··· The records

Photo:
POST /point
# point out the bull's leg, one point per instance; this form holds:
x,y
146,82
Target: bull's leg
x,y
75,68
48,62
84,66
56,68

······

• [To be done] Please render every line of the entries above as a numbered list, leaving out any blank lines.

• [Complete answer]
1. Photo:
2. POST /point
3. # point out the bull's leg, one point per instance; this form holds:
4. x,y
5. 146,82
6. Target: bull's leg
7. x,y
8. 75,68
9. 48,62
10. 84,66
11. 56,68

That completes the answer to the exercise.